Top of DOCUMENT EXTRACT

Responses of a looming sensitive neuron to compound and paired object approaches

Bruce B Guest1 and John R Gray1*

1 Department of Biology, University of Saskatchewan, Saskatoon, SK, Canada

* To whom correspondence should be addressed. E-mail: jack.gray{at}usask.ca.

The lobula giant movement detector (LGMD) and its target neuron, the descending contralateral movement detector (DCMD), constitute a motion-sensitive pathway in the locust visual system that responds preferentially to objects approaching on a collision course. LGMD receptive field properties, anisotropic distribution of local retinotopic inputs across the visual field and localized habituation to repeated stimuli suggest that this pathway should be sensitive to approaches of individual objects within a complex visual scene. We presented locusts with compound looming objects while recording from the DCMD to test the effects of non-uniform edge expansion on looming responses. We also presented paired objects approaching from different regions of the visual field at non-overlapping, closely-timed and simultaneous approach intervals to study DCMD responses to multiple looming stimuli. We found that looming compound objects evoked characteristic responses in the DCMD and that the time of peak firing was consistent with predicted values based on a weighted ratio of the half size of each distinct object edge and the absolute approach velocity. We also found that the azimuthal position and interval of paired approaches affected DCMD firing properties and that DCMDs responded to individual objects approaching within 106 ms of each other. Moreover, comparisons between individual and paired approaches revealed that overlapping approaches are processed in a strongly sublinear manner. These findings are consistent with biophysical mechanisms that produce nonlinear integration of excitatory and feed-forward inhibitory inputs onto the LGMD which have been shown to underlie responses to looming stimuli.

Bottom of DOCUMENT EXTRACT
Top of MATERIAL PROVIDED

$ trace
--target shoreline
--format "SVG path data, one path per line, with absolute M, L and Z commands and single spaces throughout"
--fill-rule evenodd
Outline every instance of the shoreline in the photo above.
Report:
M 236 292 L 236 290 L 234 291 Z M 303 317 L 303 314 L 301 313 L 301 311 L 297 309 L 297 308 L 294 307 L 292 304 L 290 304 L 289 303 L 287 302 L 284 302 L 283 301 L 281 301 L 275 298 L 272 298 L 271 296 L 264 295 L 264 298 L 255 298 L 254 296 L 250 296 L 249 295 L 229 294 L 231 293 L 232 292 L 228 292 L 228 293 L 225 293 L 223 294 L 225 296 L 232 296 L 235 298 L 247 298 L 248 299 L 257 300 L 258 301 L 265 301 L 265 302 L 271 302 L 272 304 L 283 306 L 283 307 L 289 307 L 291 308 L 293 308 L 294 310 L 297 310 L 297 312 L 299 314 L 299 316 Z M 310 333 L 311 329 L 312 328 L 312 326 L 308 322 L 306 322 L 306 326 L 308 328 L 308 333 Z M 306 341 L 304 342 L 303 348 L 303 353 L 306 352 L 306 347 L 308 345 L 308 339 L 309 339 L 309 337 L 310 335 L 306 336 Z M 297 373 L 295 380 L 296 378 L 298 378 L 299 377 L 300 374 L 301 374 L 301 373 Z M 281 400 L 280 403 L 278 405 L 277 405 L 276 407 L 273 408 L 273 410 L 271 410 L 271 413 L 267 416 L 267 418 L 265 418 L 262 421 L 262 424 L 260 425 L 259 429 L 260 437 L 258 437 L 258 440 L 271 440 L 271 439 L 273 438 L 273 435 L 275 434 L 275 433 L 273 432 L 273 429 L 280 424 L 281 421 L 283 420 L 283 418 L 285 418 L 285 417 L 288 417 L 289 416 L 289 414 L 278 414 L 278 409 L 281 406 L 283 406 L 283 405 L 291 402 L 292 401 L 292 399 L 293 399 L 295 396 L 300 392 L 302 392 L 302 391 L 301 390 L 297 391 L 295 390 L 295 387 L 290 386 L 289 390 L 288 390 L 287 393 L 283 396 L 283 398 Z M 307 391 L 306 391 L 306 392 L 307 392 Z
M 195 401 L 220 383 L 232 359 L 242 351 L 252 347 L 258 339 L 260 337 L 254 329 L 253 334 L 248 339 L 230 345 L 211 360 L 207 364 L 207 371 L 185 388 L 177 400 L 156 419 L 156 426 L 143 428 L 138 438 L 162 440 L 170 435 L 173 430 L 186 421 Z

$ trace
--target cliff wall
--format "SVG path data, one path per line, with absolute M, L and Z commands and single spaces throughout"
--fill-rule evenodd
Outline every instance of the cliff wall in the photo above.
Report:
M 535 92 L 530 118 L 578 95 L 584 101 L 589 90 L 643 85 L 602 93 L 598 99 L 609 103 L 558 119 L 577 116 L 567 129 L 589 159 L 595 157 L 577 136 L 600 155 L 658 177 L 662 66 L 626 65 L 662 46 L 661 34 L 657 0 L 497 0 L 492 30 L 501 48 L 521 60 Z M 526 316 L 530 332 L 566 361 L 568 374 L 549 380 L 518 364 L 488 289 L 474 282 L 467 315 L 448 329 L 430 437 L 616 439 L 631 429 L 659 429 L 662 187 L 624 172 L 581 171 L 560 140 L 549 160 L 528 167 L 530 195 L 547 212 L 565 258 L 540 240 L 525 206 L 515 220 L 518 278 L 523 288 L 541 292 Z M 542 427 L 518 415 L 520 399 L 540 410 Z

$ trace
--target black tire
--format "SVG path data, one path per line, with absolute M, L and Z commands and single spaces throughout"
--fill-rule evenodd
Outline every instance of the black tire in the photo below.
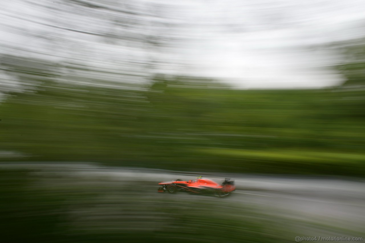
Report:
M 174 193 L 176 190 L 176 188 L 173 186 L 169 186 L 167 187 L 167 191 L 169 193 Z

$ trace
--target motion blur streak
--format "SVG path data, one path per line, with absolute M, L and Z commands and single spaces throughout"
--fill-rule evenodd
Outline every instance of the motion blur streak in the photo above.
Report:
M 1 241 L 365 236 L 363 2 L 2 1 Z

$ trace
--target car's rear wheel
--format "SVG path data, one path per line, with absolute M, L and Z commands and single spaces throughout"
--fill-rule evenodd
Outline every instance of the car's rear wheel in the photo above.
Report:
M 174 193 L 176 192 L 176 188 L 173 186 L 169 186 L 167 187 L 167 191 L 169 193 Z

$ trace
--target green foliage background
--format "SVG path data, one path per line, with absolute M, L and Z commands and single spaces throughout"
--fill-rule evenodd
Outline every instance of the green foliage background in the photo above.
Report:
M 12 65 L 38 88 L 0 104 L 1 150 L 25 155 L 3 161 L 365 174 L 361 89 L 236 90 L 161 76 L 143 88 L 96 87 L 56 82 L 44 67 L 30 74 L 25 64 Z

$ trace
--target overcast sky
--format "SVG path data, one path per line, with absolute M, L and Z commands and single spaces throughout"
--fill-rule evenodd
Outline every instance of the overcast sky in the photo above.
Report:
M 243 88 L 335 85 L 341 76 L 324 67 L 338 57 L 314 47 L 365 32 L 365 1 L 358 0 L 6 2 L 1 53 L 127 74 L 212 77 Z

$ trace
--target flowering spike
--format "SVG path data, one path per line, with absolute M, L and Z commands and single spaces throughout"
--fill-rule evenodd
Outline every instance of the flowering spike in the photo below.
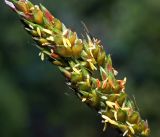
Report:
M 117 71 L 100 40 L 88 34 L 87 40 L 78 38 L 43 5 L 33 5 L 28 0 L 11 1 L 5 3 L 20 15 L 25 29 L 41 50 L 41 59 L 58 66 L 66 84 L 80 100 L 101 114 L 104 130 L 106 125 L 112 125 L 123 136 L 149 136 L 148 123 L 142 120 L 124 91 L 126 78 L 115 78 Z

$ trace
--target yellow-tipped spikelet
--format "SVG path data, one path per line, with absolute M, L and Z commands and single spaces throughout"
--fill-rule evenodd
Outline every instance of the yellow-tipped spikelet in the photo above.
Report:
M 110 55 L 106 55 L 100 41 L 78 38 L 55 18 L 43 5 L 28 0 L 5 0 L 22 20 L 25 29 L 41 50 L 41 59 L 58 66 L 82 102 L 95 108 L 102 122 L 119 129 L 123 136 L 148 136 L 147 121 L 141 119 L 134 103 L 125 93 L 124 80 L 117 80 Z M 95 76 L 99 74 L 99 77 Z

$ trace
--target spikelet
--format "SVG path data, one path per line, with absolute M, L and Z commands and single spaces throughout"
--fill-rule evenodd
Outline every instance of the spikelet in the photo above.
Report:
M 80 100 L 99 112 L 104 129 L 109 124 L 123 136 L 149 136 L 147 121 L 141 119 L 125 93 L 126 78 L 116 79 L 111 57 L 98 39 L 88 34 L 86 39 L 78 38 L 43 5 L 33 5 L 28 0 L 5 2 L 20 16 L 40 49 L 41 59 L 58 66 Z

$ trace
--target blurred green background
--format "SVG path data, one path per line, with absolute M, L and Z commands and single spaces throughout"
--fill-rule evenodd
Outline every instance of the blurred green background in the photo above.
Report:
M 81 36 L 81 21 L 111 53 L 118 78 L 127 76 L 160 136 L 160 0 L 34 0 Z M 64 84 L 55 66 L 42 62 L 16 14 L 0 1 L 0 136 L 107 137 L 101 119 Z M 116 136 L 116 135 L 115 135 Z M 111 136 L 110 136 L 111 137 Z

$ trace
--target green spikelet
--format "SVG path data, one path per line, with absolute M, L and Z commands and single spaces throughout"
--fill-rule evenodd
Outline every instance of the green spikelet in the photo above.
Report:
M 33 5 L 28 0 L 5 2 L 20 16 L 40 49 L 41 59 L 58 66 L 80 100 L 101 115 L 104 129 L 109 124 L 123 136 L 149 136 L 147 121 L 141 119 L 125 93 L 126 78 L 116 79 L 111 57 L 98 39 L 88 34 L 86 39 L 78 38 L 43 5 Z

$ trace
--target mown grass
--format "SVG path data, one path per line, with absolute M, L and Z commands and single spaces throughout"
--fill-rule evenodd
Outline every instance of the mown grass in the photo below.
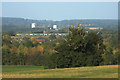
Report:
M 3 66 L 3 78 L 117 78 L 118 66 L 44 69 L 42 66 Z

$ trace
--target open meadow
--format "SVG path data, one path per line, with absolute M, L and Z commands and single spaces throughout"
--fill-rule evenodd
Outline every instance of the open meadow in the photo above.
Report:
M 3 66 L 3 78 L 117 78 L 118 65 L 44 69 L 43 66 Z

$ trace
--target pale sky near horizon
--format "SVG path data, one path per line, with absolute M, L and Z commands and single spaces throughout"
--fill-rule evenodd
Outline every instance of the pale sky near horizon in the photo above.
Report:
M 118 2 L 3 2 L 2 17 L 37 20 L 118 19 Z

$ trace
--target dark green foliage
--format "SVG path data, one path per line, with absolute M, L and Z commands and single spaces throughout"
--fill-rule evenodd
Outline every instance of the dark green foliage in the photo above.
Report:
M 98 66 L 104 49 L 101 35 L 86 33 L 83 28 L 70 28 L 69 36 L 56 48 L 57 67 Z

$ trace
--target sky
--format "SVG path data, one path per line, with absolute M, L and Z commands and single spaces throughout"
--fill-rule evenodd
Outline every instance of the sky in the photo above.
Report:
M 37 20 L 117 19 L 117 2 L 3 2 L 2 17 Z

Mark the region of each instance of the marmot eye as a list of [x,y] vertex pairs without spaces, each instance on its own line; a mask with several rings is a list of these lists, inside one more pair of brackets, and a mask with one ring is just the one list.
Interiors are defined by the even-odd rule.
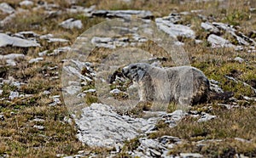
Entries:
[[136,65],[132,65],[132,66],[131,67],[131,69],[136,69],[136,68],[137,68]]

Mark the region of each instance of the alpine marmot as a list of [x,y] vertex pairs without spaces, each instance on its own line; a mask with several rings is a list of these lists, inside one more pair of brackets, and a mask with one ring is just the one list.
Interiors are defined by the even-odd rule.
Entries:
[[142,102],[160,100],[192,105],[207,101],[210,90],[207,76],[192,66],[165,69],[136,63],[124,67],[122,73],[138,84]]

Bottom of MATERIAL PROVIDED

--- WHAT NEEDS TO BE DONE ---
Using the abstract on looming-sensitive neurons, explain in one to three sentences why the LGMD–DCMD pathway should be sensitive to approaches of individual objects within a complex visual scene.

--- RESPONSE AREA ---
The abstract bases this on three properties of the LGMD. These are its receptive field properties, the anisotropic distribution of local retinotopic inputs across the visual field, and localized habituation to repeated stimuli.